#### WORK INSTRUCTION
Find how many lines in this data contain the string "foliage". Respond with only that number.

[Referring expression data]
• • •

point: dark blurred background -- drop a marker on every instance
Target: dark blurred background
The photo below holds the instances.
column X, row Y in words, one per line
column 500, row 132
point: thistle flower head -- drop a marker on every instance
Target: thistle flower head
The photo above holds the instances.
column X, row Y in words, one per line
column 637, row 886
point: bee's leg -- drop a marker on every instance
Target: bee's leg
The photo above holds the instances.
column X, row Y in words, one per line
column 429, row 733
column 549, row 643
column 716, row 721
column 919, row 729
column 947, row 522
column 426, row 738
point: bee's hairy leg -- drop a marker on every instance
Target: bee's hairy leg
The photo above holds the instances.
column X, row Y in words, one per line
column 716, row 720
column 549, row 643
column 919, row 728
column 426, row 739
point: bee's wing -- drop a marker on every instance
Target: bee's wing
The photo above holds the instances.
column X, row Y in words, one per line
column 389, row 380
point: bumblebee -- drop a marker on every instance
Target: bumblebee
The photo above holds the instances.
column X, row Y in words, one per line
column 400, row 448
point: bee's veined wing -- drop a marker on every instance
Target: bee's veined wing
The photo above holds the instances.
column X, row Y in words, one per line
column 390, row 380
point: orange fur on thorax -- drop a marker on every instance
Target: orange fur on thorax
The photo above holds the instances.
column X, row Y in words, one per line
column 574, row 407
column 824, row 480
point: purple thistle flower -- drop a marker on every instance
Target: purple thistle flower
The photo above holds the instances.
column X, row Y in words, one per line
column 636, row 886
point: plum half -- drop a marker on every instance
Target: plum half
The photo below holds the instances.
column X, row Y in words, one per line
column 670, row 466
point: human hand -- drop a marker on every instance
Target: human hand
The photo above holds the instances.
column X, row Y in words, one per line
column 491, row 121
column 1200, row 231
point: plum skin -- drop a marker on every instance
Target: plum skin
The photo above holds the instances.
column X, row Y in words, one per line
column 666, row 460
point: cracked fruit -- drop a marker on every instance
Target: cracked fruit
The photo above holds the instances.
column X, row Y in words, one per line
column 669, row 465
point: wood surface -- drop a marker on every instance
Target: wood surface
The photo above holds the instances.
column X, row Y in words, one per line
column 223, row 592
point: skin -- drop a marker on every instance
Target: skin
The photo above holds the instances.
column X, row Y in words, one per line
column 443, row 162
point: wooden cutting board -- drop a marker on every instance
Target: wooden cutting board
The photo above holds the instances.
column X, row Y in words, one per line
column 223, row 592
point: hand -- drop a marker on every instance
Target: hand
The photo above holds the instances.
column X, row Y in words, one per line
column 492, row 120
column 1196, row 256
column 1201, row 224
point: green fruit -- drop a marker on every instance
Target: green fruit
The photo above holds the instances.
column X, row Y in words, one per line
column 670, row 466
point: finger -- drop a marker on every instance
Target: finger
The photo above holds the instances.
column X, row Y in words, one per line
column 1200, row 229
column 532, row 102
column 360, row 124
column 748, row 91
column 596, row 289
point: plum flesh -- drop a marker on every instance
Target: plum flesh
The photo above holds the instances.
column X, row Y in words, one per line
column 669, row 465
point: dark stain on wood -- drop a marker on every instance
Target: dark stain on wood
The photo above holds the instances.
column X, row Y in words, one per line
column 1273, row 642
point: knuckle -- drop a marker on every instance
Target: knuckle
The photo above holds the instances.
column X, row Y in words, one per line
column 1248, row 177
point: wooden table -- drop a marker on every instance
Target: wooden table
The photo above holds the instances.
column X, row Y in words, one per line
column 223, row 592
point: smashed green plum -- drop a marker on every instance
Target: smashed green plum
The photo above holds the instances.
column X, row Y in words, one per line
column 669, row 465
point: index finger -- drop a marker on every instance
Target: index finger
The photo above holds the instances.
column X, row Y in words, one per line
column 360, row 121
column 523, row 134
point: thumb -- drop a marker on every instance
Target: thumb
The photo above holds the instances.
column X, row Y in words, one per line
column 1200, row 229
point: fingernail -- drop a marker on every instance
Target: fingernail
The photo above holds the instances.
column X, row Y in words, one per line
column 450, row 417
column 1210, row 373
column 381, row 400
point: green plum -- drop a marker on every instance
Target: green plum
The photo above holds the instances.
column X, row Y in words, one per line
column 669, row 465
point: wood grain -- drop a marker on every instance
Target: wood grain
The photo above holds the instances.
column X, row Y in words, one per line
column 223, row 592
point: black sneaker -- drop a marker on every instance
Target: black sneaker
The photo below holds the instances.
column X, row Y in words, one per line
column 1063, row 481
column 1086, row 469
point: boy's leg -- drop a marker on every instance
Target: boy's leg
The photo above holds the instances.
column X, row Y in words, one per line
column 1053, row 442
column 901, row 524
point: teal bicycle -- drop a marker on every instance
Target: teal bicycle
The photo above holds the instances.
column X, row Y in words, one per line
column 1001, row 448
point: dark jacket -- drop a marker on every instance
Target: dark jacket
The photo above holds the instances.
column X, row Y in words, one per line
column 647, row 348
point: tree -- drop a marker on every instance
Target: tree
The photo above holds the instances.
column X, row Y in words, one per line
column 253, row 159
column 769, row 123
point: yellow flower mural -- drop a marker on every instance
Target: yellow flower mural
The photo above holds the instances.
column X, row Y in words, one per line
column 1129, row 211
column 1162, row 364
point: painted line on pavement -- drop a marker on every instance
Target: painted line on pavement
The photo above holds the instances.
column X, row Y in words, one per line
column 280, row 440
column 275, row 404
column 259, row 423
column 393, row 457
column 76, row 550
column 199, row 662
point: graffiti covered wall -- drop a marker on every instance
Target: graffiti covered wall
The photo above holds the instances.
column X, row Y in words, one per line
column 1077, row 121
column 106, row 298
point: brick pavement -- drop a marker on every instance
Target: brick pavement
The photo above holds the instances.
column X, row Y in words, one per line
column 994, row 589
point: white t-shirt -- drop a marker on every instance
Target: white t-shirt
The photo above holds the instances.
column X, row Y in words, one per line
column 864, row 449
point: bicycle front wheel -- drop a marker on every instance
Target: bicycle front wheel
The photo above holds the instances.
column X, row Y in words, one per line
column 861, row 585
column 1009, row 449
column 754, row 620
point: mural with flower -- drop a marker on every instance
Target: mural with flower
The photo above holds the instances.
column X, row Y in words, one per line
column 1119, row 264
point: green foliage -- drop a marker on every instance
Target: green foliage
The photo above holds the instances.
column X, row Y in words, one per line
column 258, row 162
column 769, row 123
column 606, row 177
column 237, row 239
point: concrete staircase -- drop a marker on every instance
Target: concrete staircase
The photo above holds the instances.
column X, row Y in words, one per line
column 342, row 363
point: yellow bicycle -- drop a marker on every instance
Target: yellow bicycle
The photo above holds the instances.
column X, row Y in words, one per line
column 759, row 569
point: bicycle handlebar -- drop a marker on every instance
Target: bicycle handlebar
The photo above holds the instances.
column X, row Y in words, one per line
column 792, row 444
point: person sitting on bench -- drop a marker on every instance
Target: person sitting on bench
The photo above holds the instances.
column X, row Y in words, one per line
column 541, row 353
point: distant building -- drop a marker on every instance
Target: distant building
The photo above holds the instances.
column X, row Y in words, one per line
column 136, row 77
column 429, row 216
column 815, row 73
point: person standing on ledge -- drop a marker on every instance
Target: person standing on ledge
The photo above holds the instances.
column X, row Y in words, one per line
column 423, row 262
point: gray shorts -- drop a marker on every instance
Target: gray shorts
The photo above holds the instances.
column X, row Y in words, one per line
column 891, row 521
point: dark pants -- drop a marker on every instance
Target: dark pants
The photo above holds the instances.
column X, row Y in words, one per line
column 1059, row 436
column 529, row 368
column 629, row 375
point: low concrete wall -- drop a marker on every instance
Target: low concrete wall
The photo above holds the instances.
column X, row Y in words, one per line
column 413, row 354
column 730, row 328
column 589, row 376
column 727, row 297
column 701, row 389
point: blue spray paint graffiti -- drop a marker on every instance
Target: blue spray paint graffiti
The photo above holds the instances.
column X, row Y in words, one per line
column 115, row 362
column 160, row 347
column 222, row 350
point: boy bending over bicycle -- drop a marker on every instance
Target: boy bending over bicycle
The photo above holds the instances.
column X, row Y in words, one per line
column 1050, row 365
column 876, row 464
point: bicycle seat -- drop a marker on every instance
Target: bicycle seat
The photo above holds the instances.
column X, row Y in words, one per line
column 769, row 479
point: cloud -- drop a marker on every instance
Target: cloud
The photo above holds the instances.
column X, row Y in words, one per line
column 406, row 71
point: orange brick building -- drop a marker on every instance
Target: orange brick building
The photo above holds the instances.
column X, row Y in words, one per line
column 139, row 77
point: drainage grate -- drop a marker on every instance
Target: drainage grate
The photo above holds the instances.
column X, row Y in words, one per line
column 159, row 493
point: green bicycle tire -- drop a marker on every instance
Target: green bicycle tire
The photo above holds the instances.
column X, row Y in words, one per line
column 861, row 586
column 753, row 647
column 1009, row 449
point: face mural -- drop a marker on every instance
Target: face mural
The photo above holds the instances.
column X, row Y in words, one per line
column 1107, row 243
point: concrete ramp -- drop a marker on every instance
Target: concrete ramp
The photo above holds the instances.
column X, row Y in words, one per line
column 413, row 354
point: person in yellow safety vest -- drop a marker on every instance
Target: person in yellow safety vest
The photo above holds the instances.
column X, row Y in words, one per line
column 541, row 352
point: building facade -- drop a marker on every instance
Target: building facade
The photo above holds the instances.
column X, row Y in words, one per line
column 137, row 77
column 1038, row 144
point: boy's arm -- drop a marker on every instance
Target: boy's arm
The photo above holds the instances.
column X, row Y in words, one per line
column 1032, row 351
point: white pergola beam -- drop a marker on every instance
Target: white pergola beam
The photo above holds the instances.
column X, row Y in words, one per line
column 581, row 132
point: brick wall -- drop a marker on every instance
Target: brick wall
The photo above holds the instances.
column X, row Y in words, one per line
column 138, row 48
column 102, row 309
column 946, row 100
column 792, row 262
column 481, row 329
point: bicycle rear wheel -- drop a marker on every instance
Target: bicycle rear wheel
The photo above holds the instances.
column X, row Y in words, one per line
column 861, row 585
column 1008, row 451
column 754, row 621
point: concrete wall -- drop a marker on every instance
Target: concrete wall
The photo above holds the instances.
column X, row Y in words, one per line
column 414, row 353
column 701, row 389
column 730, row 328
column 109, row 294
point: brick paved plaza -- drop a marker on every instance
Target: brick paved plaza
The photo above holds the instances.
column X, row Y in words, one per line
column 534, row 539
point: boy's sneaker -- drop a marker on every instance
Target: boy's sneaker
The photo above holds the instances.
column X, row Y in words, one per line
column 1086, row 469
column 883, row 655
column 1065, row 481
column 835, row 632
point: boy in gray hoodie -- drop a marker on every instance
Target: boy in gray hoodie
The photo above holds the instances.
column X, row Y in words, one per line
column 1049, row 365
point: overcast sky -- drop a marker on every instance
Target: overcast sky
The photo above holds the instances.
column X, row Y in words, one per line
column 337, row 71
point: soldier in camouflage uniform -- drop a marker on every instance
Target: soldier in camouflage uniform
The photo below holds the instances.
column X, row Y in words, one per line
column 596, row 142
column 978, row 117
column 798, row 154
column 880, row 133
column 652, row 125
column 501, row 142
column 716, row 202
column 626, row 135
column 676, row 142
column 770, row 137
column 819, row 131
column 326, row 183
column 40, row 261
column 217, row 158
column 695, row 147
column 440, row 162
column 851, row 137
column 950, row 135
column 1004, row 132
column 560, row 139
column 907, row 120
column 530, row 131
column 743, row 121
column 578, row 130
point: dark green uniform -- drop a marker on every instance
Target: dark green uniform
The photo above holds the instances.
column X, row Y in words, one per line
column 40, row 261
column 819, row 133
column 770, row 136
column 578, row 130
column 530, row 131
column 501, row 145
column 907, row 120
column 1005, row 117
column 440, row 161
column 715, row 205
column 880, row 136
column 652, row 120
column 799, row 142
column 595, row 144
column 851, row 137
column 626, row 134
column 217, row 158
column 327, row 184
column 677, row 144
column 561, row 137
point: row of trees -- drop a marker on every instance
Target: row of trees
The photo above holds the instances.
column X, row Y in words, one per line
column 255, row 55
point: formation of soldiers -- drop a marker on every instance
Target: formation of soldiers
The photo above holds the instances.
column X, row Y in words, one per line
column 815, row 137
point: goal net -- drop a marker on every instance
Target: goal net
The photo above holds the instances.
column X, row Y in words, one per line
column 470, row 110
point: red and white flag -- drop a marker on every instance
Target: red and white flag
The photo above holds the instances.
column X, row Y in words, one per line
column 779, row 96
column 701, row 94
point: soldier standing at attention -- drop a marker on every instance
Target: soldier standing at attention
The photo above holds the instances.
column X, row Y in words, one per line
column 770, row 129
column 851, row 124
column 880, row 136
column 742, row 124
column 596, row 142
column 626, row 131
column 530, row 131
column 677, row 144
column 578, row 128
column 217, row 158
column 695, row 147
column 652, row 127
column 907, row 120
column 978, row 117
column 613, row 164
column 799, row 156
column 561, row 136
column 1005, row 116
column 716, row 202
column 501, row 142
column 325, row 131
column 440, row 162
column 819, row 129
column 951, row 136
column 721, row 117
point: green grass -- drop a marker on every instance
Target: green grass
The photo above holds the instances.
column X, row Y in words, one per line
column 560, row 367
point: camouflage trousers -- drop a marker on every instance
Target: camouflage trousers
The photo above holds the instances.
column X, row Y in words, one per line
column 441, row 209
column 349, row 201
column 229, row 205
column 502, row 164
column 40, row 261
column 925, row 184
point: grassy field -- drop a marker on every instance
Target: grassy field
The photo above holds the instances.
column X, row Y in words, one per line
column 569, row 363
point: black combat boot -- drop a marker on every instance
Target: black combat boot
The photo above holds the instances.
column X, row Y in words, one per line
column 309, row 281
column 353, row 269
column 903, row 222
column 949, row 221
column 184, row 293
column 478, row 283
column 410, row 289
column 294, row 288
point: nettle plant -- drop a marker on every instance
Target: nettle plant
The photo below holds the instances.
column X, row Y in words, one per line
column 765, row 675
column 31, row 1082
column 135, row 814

• • •

#### RESULT FOR THIS EXERCISE
2